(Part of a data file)
+ + + + + + +

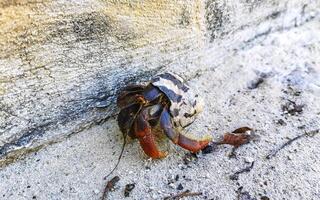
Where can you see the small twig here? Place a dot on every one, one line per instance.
(235, 176)
(186, 193)
(110, 185)
(275, 152)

+ + + + + + +

_Goal of the exercise_
Copy out the records above word for word, leaving out the pictures.

_Completed exercise_
Where can you see the small twig here? Place a dot on every one, one line per instance.
(235, 176)
(186, 193)
(110, 185)
(275, 152)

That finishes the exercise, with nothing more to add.